_PROVIDED PASSAGE_:
To characterize whole transcriptome modifications related to specific compartments, we conducted a LCM-seq study of 6 different tumor cell subpopulations in 3 human FFPE GBM samples: tumor core astrocytes—TC, pseudopalisading astrocytes—PTC, perineuronal astrocytes in satellitosis—PS, neurons with satellitosis—NS, tumor blood vessels—TV and normal blood vessels—NV. We first validated our data comparing LCM-seq expression values of each compartment to gene expression levels of RNA-Seq raw data from the Bio Project databases of NCBI (1318), by applying Spearman correlation test (37) and finding good concordance in each dissected tumor compartment.

We performed, next, a principal component analysis (PCA), demonstrating that samples originating from each experimental group were clustered and indicating that each tumor compartment exhibit distinct gene expression profile. RNA-Seq data of normal human cerebral cortex tissue (16) was used as control to find differential expressed genes compared to all tumor groups. Our results shown a gene expression alteration of the principal genes involved in tumorigenesis and cancer progression mostly of them linked to signal pathways in glioblastoma. The majority of DEGs belonged to the signal transduction/cell communication biological processes. These DEGs have been already described in literature in association with GBM patient survival (38) and GBM tumor progression (3943). An alteration of metabolism processes has also been found altered in our tumor samples, above all, the metabolism of lipids and amino acids, known to be altered in GBM (4446). Among the DEGs involved in transmembrane transport of small molecules we found aquaporins genes. Several studies have shown the involvement of aquaporins in many aspects of brain pathogenesis, such as promotion of tumor cells motility and invasion, as well as formation of edema and improvement of tumor cells glycolytic metabolism (47). The most representative DEGs involved in cell growth and/or maintenance take part to the remodeling and homeostasis of the extracellular matrix (ECM). In GBM progression, the role of the ECM in cell migration and invasion and its correlation with patient survival has already been fully established (4859).

RNA-Seq data of the single selected regions provide a snapshot of transcriptomic events that identify the current state of the tumor, characterized by the up and down-regulation of several genes. Although our data do not provide evidence on early molecular events, transcriptomic results seem to support that certain molecular events are region specific and each process is strictly dependent on others. We, therefore, tried to point out specific ongoing processes in each individual compartment, highlighting which are the up- or down-regulated genes of the specific microenvironment and not of the whole tumor. We have compared the transcriptional status of PTC cells vs. CT cells, PS cells vs. CT cells and TV vs. NV endothelial cells.

Our results of DEGs analysis in pseudopalisading cells compared to tumor core showed a considerable (35% of DEGs) up-regulation in genes involved in growth factors (IGF, VEGF, and PDGF) signaling pathways. Moreover, in PTC cells, we found an overexpression of genes belonged to TGF-beta receptor signaling, E-cadherin signaling, CXCR4-mediated signaling events and Hypoxic and oxygen homeostasis regulation of HIF-1-alpha. Pseudopalisades are described as waves of tumor and hypoxic cells that actively migrate away from an area of central hypoxia. These cells are known to overexpress the inducible hypoxia factor-1 (HIF-1) and other transcripts that suggest a response to a hypoxic microenvironment, such as those related to glycolysis, angiogenesis, and cell cycle control (7, 60). In particular, we found an overexpression of proangiogenic genes and pathways and genes involved in cell migration in PTC cells, known to promote cell survival and infiltrative growth, migration, angiogenesis and resistance to cancer-targeted therapies in GBM (6167). Moreover, MAPKs participate in the regulation of vascular endothelial growth factor (VEGF) expression (68) and lead to the elevated level of HIF-1 protein which act as proangiogenic factor promoting cancer angiogenesis (69).

_DATA TO EXAMINE_:
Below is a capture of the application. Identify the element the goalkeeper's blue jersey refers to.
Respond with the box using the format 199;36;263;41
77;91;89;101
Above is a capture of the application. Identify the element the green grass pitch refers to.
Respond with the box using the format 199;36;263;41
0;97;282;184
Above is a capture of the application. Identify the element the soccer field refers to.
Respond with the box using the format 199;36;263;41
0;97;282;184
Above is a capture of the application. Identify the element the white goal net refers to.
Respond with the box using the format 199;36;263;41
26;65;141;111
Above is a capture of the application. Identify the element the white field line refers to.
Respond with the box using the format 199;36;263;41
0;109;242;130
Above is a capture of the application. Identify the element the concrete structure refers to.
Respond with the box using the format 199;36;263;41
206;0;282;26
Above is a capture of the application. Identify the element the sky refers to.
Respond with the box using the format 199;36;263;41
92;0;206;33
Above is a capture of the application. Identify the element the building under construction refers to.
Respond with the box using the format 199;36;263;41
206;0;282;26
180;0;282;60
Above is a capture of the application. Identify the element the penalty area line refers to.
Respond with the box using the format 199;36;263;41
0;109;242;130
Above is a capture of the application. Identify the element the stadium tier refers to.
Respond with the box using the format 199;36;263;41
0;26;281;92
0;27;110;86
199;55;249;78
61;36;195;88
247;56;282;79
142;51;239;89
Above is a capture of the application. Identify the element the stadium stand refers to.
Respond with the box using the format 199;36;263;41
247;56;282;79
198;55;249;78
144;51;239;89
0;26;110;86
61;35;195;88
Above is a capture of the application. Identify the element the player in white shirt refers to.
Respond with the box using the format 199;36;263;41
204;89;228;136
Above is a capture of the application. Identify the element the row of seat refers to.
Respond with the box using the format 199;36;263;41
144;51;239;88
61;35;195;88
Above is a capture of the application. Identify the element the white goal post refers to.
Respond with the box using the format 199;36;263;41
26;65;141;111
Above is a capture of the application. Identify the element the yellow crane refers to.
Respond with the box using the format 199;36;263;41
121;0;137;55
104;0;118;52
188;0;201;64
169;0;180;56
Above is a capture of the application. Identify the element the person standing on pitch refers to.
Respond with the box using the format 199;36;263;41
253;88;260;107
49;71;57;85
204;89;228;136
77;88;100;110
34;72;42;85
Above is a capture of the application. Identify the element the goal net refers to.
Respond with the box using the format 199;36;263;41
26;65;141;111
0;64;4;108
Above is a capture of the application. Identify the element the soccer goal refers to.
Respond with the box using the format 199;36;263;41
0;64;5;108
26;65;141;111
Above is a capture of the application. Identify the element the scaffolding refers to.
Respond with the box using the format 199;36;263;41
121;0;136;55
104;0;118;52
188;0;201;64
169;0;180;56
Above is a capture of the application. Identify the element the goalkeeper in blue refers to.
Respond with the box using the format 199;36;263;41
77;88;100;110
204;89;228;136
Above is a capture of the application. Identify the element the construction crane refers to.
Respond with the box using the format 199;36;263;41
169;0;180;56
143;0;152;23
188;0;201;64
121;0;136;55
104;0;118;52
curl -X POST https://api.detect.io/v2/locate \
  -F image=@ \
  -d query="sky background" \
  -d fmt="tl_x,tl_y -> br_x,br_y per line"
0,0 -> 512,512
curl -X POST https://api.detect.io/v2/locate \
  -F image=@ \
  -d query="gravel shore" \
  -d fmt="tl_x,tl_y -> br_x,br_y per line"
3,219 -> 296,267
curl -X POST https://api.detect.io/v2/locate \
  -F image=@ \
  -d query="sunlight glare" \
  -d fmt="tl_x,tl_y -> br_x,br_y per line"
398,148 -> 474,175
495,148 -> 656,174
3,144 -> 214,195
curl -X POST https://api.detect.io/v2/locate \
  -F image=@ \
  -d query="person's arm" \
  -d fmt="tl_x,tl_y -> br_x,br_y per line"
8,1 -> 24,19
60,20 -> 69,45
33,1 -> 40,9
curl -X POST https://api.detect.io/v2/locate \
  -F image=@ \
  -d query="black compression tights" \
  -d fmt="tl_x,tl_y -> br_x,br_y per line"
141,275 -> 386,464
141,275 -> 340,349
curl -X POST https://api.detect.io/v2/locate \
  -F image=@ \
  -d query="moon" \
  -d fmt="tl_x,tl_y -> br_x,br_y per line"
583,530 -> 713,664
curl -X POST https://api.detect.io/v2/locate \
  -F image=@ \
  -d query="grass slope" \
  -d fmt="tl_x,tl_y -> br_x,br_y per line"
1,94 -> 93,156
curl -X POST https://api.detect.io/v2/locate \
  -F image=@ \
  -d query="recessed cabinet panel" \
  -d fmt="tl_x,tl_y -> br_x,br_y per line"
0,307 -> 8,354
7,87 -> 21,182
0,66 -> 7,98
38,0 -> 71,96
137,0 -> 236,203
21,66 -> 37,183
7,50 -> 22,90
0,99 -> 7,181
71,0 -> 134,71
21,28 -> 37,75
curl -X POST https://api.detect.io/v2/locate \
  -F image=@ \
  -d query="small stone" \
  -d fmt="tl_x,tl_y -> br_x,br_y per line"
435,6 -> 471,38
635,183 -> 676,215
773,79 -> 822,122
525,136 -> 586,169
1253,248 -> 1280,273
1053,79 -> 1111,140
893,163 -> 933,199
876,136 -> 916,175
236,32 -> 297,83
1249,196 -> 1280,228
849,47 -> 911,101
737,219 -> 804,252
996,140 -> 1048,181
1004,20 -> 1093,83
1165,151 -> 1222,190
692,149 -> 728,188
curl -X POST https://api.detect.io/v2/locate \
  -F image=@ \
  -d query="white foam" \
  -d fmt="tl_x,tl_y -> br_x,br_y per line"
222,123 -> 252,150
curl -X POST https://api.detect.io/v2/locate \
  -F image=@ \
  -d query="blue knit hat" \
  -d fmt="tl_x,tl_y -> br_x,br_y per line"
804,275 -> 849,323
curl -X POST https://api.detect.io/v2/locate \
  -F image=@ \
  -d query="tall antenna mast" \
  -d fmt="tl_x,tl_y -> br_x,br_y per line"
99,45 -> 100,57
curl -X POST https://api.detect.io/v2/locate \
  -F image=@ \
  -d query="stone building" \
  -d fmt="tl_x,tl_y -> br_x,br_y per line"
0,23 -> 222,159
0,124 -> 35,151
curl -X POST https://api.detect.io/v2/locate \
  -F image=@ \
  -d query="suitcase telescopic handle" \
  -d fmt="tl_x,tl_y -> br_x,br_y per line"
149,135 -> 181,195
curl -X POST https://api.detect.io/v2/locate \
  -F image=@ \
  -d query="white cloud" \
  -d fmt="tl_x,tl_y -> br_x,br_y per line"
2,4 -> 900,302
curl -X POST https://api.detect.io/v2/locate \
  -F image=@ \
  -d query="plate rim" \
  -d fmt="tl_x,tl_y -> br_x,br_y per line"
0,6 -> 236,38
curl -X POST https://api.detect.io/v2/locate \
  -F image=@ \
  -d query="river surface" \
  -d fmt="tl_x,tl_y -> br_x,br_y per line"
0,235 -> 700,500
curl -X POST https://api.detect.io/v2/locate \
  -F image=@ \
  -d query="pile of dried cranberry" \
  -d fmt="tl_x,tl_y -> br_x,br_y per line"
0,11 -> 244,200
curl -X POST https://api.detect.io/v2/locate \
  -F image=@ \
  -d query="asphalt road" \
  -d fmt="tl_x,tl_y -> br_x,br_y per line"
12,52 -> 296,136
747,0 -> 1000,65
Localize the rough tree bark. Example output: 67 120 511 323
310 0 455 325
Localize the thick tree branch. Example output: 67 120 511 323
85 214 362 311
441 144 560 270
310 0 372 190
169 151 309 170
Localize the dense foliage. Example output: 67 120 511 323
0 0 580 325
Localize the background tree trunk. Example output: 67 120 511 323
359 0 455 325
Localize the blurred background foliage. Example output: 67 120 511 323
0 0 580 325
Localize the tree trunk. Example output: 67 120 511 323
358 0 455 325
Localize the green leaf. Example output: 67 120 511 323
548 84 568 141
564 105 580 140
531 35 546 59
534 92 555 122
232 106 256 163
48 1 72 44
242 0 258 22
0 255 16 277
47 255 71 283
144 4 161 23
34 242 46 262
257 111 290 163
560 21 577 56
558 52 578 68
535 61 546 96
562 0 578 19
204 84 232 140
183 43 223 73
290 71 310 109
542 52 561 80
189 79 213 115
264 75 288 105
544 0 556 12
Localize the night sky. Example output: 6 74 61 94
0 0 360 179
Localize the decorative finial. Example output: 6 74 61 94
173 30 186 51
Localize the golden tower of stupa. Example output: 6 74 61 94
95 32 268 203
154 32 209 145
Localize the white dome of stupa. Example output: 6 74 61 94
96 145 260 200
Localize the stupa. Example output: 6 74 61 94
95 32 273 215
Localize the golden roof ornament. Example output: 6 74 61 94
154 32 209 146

_EXERCISE BRIEF_:
From the glioblastoma text, list every tumor cell subpopulation examined in the LCM-seq study, with the abbreviation given for each.

_REPLY_:
- Tumor core astrocytes (TC)
- Pseudopalisading astrocytes (PTC)
- Perineuronal astrocytes in satellitosis (PS)
- Neurons with satellitosis (NS)
- Tumor blood vessels (TV)
- Normal blood vessels (NV)